**할 일**
아래 행에서 "mountain"라는 단어가 들어 있는 줄을 모두 찾아 한 줄도 바꾸지 말고 옮겨 적으세요.

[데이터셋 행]
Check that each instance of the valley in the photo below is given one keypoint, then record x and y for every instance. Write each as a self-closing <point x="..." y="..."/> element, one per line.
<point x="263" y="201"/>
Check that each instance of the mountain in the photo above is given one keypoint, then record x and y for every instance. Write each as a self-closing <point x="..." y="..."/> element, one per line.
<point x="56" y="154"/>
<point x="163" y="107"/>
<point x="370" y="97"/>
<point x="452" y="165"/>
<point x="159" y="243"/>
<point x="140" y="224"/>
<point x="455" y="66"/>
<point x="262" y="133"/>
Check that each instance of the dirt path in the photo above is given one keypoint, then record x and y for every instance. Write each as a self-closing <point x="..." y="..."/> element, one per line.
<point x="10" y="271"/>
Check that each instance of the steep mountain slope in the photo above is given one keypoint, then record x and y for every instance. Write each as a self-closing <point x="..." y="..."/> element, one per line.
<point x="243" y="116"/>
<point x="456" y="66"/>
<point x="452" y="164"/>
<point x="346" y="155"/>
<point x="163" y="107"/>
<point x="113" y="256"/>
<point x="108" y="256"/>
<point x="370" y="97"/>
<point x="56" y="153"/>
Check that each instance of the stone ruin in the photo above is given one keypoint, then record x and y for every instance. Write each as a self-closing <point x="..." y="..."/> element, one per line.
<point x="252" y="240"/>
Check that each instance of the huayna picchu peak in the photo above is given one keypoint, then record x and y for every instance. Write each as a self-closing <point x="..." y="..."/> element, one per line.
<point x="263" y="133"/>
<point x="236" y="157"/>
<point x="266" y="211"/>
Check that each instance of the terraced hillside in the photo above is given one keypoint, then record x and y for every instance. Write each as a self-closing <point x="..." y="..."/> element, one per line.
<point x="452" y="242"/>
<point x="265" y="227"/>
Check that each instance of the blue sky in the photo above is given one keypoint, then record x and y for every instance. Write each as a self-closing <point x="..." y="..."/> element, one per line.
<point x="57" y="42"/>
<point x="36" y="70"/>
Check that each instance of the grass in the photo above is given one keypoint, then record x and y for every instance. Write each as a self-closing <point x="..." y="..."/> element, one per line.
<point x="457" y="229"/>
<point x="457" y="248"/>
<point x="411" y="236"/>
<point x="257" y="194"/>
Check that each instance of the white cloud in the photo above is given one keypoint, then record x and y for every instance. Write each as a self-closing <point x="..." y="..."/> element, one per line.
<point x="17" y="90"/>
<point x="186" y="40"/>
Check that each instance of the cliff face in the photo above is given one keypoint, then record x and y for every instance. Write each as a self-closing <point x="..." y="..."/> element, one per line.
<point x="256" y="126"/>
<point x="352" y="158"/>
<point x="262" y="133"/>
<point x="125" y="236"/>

---

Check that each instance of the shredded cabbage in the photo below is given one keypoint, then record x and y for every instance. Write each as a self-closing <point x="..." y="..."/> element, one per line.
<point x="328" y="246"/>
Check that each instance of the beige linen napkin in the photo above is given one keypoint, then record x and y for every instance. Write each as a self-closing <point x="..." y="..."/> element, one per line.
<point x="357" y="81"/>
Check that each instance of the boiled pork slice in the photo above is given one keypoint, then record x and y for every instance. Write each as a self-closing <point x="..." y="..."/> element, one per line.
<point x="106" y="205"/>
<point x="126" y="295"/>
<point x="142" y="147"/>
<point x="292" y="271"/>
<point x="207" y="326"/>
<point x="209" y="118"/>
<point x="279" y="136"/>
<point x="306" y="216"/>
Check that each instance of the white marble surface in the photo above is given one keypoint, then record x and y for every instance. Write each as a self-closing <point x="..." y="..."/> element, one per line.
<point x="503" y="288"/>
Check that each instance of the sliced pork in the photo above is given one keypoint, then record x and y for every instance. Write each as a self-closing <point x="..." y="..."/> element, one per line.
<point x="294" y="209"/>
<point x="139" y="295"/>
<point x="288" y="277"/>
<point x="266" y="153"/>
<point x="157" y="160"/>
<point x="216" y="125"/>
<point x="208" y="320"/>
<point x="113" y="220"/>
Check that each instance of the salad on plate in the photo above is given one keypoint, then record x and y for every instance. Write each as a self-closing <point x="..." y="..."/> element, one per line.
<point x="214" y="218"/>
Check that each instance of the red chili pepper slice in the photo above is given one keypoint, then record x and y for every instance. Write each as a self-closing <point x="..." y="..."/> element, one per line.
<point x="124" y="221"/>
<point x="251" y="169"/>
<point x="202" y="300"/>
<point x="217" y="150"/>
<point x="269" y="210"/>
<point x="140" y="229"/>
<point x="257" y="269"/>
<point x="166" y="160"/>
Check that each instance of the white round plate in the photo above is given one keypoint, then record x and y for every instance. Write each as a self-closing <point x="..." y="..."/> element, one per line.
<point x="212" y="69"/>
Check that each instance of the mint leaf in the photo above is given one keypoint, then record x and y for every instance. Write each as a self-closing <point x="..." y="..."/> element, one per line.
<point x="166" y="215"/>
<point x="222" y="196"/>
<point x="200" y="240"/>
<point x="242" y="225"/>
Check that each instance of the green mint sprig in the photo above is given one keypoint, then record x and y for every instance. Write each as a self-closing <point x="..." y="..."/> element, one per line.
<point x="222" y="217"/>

**완성된 답안**
Check that each instance of the mountain in the photo above is given one keypoint, then record x and y for every instance. Write each as a self-closing <point x="..." y="..."/> element, one per line.
Check that each instance of the steep mountain slope in the photo above is given one keypoint, then record x and y for every instance. Write each as a self-closing <point x="..." y="..."/> element, one per line.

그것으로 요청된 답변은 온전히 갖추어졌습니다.